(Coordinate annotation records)

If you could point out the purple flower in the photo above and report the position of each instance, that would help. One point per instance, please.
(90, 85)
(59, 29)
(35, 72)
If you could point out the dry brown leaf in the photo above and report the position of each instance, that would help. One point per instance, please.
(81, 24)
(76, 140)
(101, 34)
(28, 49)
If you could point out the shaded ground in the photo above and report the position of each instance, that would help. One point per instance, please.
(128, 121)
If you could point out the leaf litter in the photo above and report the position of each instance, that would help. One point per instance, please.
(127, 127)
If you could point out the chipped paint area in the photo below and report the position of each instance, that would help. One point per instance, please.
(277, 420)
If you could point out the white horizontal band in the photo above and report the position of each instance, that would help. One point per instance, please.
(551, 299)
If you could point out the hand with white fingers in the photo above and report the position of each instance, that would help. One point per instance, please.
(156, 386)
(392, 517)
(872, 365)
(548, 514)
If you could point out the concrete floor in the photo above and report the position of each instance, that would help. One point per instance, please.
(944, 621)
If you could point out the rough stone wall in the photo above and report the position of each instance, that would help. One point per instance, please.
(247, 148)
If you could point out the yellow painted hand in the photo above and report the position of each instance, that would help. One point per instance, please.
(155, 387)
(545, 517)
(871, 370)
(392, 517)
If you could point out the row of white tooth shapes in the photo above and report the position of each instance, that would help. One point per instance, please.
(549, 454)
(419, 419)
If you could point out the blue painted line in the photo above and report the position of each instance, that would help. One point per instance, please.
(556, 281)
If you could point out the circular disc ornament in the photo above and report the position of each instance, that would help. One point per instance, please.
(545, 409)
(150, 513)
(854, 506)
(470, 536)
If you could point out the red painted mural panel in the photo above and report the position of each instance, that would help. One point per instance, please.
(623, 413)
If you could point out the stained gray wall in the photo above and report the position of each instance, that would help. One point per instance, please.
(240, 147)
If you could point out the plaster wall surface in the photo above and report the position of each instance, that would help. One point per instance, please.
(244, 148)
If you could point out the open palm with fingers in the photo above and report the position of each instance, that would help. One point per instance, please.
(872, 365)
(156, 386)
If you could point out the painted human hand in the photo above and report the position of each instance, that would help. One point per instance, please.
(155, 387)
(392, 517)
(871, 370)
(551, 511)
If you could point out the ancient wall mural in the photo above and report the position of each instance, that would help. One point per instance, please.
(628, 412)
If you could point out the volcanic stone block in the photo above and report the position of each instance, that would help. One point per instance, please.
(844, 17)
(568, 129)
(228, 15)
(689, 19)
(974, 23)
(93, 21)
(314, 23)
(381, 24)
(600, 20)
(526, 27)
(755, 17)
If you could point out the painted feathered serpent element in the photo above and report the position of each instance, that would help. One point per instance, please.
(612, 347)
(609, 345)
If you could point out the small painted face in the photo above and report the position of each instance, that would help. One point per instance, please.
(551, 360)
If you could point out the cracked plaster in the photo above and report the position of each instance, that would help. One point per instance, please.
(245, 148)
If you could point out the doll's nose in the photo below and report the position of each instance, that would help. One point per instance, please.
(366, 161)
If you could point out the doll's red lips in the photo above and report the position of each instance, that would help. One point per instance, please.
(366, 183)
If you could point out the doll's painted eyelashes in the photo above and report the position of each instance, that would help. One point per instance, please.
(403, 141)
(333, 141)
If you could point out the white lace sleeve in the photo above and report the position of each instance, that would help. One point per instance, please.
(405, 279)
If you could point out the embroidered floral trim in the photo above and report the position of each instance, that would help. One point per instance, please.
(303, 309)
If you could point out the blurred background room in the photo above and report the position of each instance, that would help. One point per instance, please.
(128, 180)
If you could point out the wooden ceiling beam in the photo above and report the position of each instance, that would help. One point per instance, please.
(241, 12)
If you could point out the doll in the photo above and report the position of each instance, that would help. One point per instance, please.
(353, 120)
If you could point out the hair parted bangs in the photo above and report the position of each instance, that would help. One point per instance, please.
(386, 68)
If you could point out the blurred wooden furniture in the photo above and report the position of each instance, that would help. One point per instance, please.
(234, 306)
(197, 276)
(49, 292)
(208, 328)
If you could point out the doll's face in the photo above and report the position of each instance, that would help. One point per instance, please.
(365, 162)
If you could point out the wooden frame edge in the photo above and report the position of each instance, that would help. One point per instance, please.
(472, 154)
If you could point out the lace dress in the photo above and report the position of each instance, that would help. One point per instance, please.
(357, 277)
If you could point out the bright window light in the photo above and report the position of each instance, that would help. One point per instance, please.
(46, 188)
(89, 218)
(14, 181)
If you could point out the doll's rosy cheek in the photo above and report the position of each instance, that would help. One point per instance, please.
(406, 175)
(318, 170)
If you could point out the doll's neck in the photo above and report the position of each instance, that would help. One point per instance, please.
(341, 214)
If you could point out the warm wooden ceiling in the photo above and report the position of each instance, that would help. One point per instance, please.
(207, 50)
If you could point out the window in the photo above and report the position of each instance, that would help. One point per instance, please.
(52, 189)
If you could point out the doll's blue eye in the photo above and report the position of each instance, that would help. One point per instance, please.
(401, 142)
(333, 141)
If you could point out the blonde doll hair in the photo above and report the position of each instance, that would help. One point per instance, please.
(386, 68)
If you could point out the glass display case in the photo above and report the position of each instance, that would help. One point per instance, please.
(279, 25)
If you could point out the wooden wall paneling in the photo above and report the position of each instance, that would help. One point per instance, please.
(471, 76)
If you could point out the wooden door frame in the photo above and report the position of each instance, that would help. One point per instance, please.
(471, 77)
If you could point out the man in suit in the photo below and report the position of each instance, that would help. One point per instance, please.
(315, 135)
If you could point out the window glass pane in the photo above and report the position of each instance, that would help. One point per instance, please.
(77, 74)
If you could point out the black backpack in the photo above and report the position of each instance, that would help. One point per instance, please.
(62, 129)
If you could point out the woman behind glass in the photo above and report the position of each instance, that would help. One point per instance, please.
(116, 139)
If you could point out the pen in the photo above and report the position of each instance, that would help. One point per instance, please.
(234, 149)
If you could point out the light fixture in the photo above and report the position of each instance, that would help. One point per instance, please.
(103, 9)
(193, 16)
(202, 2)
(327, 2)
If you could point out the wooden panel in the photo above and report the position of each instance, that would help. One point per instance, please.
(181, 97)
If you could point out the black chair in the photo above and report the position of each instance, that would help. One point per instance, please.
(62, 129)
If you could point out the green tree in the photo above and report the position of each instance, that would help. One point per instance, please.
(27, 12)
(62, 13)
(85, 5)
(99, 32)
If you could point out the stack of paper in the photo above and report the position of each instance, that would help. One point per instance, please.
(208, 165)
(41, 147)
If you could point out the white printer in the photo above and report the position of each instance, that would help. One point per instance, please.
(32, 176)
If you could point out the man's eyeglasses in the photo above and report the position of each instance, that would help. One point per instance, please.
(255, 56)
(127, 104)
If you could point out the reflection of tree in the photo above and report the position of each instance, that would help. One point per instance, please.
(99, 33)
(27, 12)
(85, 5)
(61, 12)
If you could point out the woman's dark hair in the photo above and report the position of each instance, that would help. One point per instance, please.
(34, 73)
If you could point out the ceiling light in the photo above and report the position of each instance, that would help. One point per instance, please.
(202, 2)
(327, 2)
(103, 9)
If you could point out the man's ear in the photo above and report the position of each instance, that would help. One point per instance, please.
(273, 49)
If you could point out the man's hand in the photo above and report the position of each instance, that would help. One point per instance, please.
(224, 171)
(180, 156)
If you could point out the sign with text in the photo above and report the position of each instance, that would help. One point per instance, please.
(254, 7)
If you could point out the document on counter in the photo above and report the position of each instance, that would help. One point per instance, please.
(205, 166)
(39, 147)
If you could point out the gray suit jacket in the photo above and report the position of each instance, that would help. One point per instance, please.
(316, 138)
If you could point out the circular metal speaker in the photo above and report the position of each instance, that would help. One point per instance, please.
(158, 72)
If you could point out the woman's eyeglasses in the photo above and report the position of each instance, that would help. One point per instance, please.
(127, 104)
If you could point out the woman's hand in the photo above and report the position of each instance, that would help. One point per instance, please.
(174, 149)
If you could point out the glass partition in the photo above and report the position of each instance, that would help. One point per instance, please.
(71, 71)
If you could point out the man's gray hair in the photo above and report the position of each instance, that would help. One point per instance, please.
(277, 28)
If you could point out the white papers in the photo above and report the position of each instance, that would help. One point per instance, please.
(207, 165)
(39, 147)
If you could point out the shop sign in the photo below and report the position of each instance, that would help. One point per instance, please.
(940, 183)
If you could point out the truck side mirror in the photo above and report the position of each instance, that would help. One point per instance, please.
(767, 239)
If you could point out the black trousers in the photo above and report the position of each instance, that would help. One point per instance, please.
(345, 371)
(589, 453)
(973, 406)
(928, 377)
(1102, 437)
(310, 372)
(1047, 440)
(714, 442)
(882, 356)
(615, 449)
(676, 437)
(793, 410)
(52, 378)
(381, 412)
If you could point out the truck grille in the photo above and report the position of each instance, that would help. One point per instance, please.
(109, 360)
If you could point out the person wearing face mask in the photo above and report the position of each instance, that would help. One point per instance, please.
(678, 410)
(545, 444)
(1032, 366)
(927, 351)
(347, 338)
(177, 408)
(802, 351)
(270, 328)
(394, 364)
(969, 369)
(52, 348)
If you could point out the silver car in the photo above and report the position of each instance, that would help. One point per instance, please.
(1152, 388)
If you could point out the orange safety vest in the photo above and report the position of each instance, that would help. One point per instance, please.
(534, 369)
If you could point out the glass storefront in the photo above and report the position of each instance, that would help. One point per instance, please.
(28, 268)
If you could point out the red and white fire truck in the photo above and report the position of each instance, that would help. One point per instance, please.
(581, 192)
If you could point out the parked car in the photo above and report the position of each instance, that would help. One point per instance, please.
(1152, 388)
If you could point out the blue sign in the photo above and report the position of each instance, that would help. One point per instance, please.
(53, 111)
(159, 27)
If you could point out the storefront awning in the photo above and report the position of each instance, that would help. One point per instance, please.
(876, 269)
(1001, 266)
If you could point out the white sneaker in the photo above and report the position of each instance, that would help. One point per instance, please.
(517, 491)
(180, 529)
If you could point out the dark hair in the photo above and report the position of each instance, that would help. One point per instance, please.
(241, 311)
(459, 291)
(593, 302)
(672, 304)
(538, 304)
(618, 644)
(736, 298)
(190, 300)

▶ **Goal of the exercise**
Make an exact copy of every line from the one with "If you could point out the silver" to the end of the data, with the first and last of those lines included.

▶ **Written response**
If you could point out the silver car in the photo above and report the position of each instance, that would help. One point per instance, please.
(1152, 388)
If you could point out the orange safety vest in the photo above and report the position of each instance, that would help. One point per instance, please.
(534, 369)
If you could point out the glass storefront in the photo above and report the position of each instance, that would help. One point per instance, please.
(28, 268)
If you could point out the red and white fire truck in the photo above and report the position of each instance, that would help. One point per instance, please.
(581, 192)
If you could point out the parked car in the photo above and report the position of each instance, that would help. One point per instance, please.
(1152, 388)
If you could point out the blue sign in the photo above and report the position of each instance, that would help. One point per instance, please.
(53, 111)
(159, 27)
If you could point out the storefront awning in the photo above and report the position of each instance, that would help. One point per instance, please.
(876, 269)
(1001, 266)
If you could point out the white sneaker in the photo above and report the position of each instance, that would help. One point per instance, please.
(517, 491)
(180, 529)
If you could point out the dark hair in the photo above and report the position of each instance, that would help. One point per instance, please.
(241, 311)
(459, 291)
(593, 302)
(672, 304)
(538, 304)
(618, 644)
(736, 298)
(190, 300)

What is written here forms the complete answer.